(Region labeling records)
* * *
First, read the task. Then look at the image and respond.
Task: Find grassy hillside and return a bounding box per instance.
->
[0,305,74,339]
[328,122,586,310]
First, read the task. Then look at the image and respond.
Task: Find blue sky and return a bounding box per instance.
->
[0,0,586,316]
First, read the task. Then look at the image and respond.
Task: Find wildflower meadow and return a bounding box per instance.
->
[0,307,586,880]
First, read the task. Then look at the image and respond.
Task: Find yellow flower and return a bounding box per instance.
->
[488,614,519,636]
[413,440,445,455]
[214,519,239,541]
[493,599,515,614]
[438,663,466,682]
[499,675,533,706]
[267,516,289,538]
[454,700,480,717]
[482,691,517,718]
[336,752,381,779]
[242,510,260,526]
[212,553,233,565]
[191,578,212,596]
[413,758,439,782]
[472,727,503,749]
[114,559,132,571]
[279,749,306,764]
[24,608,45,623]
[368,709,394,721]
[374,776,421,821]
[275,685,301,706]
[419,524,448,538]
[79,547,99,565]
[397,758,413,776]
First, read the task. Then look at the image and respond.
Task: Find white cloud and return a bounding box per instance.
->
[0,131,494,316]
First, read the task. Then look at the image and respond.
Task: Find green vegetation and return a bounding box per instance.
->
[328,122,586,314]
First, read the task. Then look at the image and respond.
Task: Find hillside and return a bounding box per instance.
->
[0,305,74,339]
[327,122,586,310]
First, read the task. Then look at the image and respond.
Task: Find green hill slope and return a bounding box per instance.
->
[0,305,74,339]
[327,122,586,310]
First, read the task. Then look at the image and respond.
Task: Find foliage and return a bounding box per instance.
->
* * *
WHAT IS REQUIRED: Please print all of the data above again, line for line and without any changes.

RIGHT ANSWER:
First, read the task. Then look at the image and respond.
Task: Find grassy hillside and return a bounding box per instance.
->
[0,305,74,339]
[328,122,586,310]
First, read the task. Then look at the image and respond.
Task: Find blue sky and return a bounding box per instance.
->
[0,0,586,316]
First, read the task. Then look at the image and respond.
Task: Find wildflower meadow and return a bounding box per instance.
->
[0,307,586,880]
First, read the task. Then look at the image and respond.
Task: Find yellow flower and return a bounding box per instance.
->
[488,614,519,636]
[413,440,445,455]
[214,519,239,541]
[493,599,515,614]
[438,663,466,682]
[499,675,533,706]
[267,516,289,538]
[454,700,480,717]
[482,691,517,718]
[336,752,381,779]
[242,510,260,526]
[212,553,233,565]
[191,578,212,596]
[413,758,439,782]
[472,727,503,749]
[114,559,132,571]
[279,749,306,764]
[24,608,45,623]
[368,709,394,721]
[374,776,421,821]
[275,685,301,706]
[419,524,448,538]
[79,547,99,565]
[397,758,413,776]
First, read the task. Then look at the image and respond.
Task: Find white cloud and return a bounding box per instance.
->
[0,131,494,316]
First, read the task. Then look at the image and respond.
Task: Find green vegetation and return a bounding box per instance.
->
[328,122,586,314]
First, read the task. Then look at the image and respond.
Task: Find hillside and return a bounding box per instance.
->
[0,305,74,339]
[327,122,586,310]
First, read the task. Then look at the image and respond.
Task: Find green hill slope and return a bounding box per instance.
->
[0,305,74,339]
[327,122,586,310]
First, read the task. Then look at the image and respond.
Task: Find foliage and return a bounding box per instance.
->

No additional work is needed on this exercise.